**Region segmentation data:**
=======
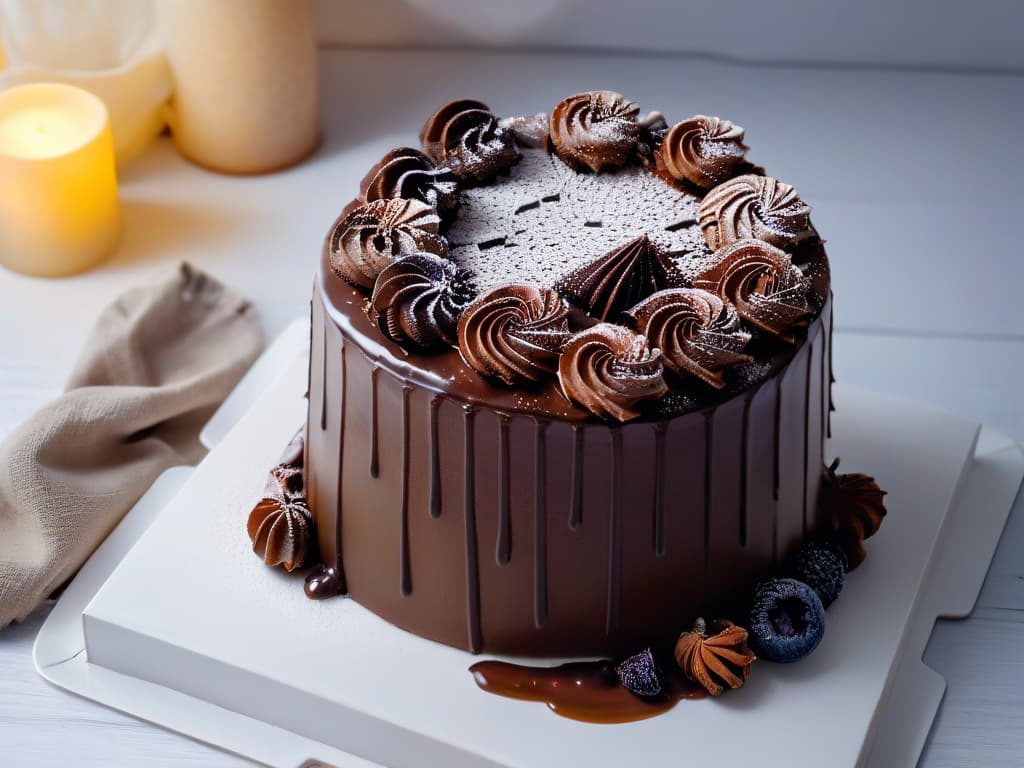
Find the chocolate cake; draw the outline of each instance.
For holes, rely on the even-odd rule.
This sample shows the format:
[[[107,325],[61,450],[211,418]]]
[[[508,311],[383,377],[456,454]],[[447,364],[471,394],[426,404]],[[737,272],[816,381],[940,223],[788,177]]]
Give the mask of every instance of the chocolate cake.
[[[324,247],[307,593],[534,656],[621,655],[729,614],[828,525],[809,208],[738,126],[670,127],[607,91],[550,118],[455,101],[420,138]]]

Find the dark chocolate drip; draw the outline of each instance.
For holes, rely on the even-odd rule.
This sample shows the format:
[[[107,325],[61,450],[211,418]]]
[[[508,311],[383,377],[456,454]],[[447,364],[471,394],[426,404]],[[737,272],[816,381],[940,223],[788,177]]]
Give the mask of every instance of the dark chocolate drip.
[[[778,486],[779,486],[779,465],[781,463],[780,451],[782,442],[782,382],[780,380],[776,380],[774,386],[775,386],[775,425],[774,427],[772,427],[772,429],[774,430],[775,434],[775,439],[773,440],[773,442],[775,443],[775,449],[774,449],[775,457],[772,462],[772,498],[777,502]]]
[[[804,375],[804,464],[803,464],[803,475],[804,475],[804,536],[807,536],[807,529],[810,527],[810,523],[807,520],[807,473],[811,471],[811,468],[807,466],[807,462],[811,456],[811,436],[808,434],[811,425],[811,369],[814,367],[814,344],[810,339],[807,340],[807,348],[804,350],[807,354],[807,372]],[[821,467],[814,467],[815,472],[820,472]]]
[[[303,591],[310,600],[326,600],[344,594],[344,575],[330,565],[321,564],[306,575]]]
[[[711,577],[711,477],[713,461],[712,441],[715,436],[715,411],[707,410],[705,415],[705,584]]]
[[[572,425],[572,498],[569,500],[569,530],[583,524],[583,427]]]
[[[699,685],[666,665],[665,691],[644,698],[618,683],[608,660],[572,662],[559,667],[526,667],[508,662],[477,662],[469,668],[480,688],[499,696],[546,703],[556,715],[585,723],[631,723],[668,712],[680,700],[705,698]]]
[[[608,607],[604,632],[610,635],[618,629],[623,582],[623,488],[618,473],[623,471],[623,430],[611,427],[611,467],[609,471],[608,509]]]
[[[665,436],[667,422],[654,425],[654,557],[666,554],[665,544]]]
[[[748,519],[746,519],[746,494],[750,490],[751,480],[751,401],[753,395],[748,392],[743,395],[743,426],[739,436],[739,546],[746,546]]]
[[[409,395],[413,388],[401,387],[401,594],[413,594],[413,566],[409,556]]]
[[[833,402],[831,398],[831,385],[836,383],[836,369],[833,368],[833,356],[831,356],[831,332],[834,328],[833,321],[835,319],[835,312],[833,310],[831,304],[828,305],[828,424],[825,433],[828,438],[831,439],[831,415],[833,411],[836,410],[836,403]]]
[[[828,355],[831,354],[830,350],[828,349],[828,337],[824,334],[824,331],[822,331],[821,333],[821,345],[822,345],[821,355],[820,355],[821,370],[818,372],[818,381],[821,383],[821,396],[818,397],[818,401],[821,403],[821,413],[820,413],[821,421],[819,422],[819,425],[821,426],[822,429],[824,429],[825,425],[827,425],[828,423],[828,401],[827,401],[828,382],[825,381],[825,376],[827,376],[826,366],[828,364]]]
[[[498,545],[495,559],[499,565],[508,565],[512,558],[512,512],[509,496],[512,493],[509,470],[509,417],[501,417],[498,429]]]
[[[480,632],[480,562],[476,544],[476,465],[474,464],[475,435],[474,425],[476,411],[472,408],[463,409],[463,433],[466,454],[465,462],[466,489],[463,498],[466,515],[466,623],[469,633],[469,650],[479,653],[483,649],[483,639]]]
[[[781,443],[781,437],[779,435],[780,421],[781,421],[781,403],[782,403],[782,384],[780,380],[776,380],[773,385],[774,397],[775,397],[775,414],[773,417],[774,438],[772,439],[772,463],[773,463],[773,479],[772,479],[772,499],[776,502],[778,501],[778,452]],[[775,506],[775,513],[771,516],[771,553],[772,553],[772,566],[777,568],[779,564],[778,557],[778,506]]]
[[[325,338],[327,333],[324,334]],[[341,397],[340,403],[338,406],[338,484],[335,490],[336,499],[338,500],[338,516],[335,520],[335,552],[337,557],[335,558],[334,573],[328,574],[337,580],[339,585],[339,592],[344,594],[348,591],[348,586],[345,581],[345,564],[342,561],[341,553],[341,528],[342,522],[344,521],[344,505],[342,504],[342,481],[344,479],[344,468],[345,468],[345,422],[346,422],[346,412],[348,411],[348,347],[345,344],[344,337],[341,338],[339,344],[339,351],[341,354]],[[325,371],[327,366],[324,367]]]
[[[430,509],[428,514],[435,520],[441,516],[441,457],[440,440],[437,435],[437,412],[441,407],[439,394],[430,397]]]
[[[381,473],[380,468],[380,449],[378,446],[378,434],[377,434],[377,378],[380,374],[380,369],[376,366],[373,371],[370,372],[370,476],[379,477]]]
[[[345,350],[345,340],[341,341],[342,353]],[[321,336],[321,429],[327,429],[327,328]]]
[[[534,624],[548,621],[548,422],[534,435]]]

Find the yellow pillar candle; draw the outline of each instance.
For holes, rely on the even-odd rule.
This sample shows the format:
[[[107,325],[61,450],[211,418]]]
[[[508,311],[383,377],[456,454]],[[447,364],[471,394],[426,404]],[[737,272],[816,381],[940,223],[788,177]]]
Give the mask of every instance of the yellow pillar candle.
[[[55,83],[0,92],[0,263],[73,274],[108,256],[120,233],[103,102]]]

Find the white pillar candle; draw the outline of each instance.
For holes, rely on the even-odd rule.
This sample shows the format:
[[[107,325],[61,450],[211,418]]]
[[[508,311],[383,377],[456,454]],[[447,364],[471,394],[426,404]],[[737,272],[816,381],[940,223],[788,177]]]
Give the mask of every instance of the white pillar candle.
=======
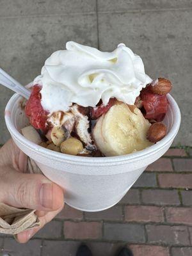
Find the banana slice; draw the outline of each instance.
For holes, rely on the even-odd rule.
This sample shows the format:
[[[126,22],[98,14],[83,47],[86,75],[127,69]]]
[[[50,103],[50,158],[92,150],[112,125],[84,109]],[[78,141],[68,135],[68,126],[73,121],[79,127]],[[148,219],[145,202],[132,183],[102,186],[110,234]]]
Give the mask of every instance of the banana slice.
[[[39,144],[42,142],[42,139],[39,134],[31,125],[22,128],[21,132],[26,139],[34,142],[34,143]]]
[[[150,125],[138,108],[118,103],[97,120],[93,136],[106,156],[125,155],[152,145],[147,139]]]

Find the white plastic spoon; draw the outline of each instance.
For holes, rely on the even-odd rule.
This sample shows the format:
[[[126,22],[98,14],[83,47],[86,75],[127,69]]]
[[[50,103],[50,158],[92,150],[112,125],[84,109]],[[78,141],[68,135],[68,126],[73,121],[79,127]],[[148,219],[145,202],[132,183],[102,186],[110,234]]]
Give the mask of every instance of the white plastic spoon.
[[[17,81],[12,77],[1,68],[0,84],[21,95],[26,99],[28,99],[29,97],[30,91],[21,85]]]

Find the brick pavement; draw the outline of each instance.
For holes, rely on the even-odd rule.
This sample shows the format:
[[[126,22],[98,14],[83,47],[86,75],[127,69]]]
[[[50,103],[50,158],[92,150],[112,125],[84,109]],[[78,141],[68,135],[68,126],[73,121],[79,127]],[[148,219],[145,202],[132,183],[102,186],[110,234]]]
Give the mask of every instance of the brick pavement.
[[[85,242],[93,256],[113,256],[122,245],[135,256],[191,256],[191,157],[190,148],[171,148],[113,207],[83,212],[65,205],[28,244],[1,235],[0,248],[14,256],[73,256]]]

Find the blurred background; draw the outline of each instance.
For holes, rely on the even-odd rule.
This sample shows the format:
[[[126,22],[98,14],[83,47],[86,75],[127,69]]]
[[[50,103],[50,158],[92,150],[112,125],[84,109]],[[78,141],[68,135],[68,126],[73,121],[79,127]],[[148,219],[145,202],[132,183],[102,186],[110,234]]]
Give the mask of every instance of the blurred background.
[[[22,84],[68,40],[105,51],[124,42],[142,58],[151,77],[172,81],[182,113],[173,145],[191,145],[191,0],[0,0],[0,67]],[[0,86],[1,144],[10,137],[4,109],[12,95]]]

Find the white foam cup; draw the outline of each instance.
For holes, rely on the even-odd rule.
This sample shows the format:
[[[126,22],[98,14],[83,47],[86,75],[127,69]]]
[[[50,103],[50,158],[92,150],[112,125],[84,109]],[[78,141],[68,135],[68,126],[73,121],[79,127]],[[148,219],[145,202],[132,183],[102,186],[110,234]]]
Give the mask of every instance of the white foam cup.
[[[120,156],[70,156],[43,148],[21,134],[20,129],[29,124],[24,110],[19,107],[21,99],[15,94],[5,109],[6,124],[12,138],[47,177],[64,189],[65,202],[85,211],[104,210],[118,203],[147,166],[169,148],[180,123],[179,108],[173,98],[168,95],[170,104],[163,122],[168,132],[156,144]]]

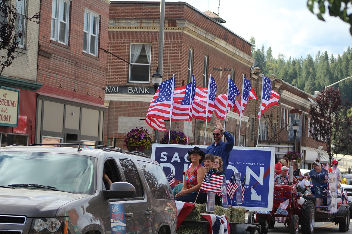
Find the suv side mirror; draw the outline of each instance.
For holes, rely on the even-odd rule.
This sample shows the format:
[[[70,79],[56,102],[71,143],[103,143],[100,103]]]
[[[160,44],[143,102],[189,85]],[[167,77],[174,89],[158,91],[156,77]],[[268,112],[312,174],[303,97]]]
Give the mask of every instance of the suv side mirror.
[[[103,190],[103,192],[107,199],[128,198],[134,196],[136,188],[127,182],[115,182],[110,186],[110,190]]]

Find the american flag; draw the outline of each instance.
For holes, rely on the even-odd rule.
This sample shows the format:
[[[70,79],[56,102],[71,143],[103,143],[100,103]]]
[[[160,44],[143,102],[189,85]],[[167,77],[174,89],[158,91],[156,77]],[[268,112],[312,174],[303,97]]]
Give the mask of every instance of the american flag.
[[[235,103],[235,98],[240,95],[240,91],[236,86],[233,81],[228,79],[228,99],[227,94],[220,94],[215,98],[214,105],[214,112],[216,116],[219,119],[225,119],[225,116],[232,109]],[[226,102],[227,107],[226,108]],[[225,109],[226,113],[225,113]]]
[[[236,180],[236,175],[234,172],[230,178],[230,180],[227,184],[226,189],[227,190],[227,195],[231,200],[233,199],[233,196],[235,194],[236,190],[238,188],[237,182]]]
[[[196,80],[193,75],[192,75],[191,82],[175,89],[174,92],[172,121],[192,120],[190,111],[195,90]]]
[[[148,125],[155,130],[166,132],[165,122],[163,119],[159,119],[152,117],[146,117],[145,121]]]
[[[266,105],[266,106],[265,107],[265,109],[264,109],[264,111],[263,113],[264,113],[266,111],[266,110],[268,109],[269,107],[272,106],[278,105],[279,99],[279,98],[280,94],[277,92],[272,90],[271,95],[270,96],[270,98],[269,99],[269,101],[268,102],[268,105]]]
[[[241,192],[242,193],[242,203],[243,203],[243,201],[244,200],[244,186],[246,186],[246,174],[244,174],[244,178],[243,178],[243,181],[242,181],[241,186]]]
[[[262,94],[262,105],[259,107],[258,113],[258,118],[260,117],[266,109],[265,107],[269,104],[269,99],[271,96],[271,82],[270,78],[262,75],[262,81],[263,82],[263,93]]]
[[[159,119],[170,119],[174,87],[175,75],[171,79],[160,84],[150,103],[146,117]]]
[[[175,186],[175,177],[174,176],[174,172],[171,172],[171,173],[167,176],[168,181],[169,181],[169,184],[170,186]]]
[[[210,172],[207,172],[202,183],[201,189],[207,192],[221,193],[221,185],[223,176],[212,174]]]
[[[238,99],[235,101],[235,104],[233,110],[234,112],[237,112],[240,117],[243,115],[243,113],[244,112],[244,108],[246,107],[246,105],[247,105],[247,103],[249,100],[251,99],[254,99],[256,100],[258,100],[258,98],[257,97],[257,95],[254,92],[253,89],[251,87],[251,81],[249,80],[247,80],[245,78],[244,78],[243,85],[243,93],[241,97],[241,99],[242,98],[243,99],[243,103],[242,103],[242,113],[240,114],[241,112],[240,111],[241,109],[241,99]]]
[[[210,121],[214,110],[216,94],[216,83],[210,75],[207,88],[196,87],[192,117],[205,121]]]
=======
**Aim:** Pick out every line of the records above that contains the string "mirror", matching case exactly, and copy each of those lines.

**Result:**
Find the suv side mirror; draw the outline of each instance.
Give the mask of every instance of the suv side mirror.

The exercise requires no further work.